Extracted records
● ● ● ●

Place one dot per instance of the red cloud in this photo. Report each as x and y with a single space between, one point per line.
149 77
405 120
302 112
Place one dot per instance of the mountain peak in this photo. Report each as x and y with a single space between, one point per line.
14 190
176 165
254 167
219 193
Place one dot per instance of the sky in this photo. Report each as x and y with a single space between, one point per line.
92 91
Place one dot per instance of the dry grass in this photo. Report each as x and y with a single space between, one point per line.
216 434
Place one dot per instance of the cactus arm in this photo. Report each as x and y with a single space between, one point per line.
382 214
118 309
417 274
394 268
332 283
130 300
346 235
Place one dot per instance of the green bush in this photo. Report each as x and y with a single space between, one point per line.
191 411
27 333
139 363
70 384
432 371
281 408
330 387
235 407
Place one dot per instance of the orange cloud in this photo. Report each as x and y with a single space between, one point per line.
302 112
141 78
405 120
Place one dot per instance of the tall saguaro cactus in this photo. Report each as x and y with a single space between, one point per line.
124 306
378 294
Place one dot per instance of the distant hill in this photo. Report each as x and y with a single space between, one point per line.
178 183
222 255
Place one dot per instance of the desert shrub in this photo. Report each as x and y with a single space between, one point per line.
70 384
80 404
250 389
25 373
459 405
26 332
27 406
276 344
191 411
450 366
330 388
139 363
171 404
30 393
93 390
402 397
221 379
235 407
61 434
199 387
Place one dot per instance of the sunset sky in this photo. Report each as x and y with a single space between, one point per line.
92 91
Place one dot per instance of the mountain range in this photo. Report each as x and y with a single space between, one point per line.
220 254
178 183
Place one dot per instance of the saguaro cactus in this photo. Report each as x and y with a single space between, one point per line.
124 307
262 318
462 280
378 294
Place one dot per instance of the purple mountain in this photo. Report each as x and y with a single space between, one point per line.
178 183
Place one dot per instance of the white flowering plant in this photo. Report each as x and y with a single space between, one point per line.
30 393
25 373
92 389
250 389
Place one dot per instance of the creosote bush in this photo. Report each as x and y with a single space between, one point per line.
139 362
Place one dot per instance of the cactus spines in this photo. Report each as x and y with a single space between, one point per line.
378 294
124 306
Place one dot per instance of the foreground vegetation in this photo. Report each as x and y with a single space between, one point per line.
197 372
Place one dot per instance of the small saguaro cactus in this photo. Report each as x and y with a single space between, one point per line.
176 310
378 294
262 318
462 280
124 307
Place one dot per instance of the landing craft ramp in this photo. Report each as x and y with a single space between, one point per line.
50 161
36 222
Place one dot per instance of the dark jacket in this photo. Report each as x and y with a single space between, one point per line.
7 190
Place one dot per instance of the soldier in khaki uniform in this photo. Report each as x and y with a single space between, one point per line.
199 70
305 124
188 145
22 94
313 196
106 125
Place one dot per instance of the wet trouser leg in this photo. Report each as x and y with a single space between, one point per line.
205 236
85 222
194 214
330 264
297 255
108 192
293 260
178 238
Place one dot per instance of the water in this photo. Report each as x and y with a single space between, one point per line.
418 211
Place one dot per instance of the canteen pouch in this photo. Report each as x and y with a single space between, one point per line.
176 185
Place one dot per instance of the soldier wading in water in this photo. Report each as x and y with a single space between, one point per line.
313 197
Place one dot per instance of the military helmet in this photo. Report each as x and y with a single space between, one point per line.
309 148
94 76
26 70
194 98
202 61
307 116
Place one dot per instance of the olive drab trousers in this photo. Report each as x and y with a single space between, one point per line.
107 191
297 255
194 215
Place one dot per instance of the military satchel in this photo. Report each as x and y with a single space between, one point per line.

● ● ● ●

Instructions to follow
Reproduce the entries exactly, each one as given.

Answer space
Place one dot per instance of the red cloud in this photo. Report each as x and y with a single space between, one point per line.
149 77
405 120
302 112
Place one dot per instance of the mountain peak in this photo. Report each as x and y with a single space between, one point per line.
14 190
176 165
254 167
219 193
Place one dot per instance of the sky in this photo. Report each as x and y with a single space between, one point per line.
92 91
Place one dot per instance of the dry grass in this photo. Report each as x and y with a single space between, one point per line.
216 434
Place one dot per instance of the cactus arm in this photo. Report each as x and y with a single space between, one point per line.
382 214
118 309
417 274
394 268
332 283
130 300
346 235
Place one dot per instance of the green bush in this photo. Report each as x and y with a single space between, one point per line.
191 411
27 333
139 363
70 384
432 371
281 408
330 387
235 407
Place one dot per instance of the orange cloud in this photo. Report each as x and y with a single space between, one point per line.
302 112
141 78
405 120
Place one dot per instance of the tall saguaro cactus in this photo. Report each as x and y with a single space between, one point per line.
124 306
378 294
Place one dot per instance of the distant hill in this photo. Report each as x and y with a single space between, one point per line.
178 183
222 255
Place one dot per instance of the desert shrub in this photo. Report each as x and y with a single space between, one point per line.
70 384
80 404
250 389
25 373
459 405
26 332
27 406
276 344
191 411
450 366
330 388
139 363
171 404
30 393
93 390
402 397
221 379
235 407
61 434
199 387
Place one dot per instance of the sunset sky in this photo. Report each as x and y with a single space between, one point per line.
92 91
Place one dot per instance of the mountain range in this photo. Report each as x and y with a single space between, one point per line.
220 254
178 183
Place one dot per instance of the saguaro cactus in this photo. Report each as x and y with a single space between, one point per line.
124 307
262 318
462 280
378 294
Place one dot per instance of the purple mountain in this photo. Report each as x and y with a single space between, one point per line.
178 183
Place one dot per instance of the white flowering plant in this photo. Report each as x and y with a single space between, one point per line.
30 393
25 373
92 389
250 389
Place one dot per instance of the creosote bush in this photo. Report each as x and y with a single space between, one point per line.
139 362
Place one dot per instance of the cactus spines in this photo. Report each as x and y with a single space between, one point per line.
378 294
124 306
Place one dot per instance of the foreground vegetation in this photo. Report each as x and y with a single space between, one point per line.
197 372
Place one dot per instance of the small saguaro cactus in this photo. Report each as x and y with a single space between, one point per line.
176 310
378 294
262 318
462 280
124 307
Place one dot per instance of the landing craft ramp in this photo. Report each as x and y with a single space between, one point per line.
50 161
36 222
Place one dot per instance of the dark jacket in this photo. Report each as x and y with a single space between, one point per line.
7 190
Place one dot per instance of the soldier in khaki uniform in this photo. Report each as x and y with a single space between, one point per line.
199 70
305 124
188 145
22 94
313 196
106 125
Place one dot per instance of the wet trouser leg in this photo. Report each as x and y with a single space between, one point per line.
205 236
85 222
194 214
330 264
297 255
108 192
293 260
178 238
Place one dot per instance of the water in this photo. Report each as x and y with a single space between, one point per line.
418 211
Place one dot per instance of the canteen pouch in this photo. Report each as x and y with a single space between, one point per line.
176 185
Place one dot per instance of the soldier wading in water in this photo. Report each as x and y with a single space between, one point per line.
313 197
Place one dot per instance of the military helmet in this photo. Report each as x and y with a single space between, one point per line.
309 148
94 76
26 70
194 98
202 61
307 116
Place one dot per instance of the olive drab trousers in this photo. Report each as x and y with a single space between, one point per line.
107 191
297 255
194 215
Place one dot per instance of the military satchel in this photo. Report each as x and y with a single space between, one point per line.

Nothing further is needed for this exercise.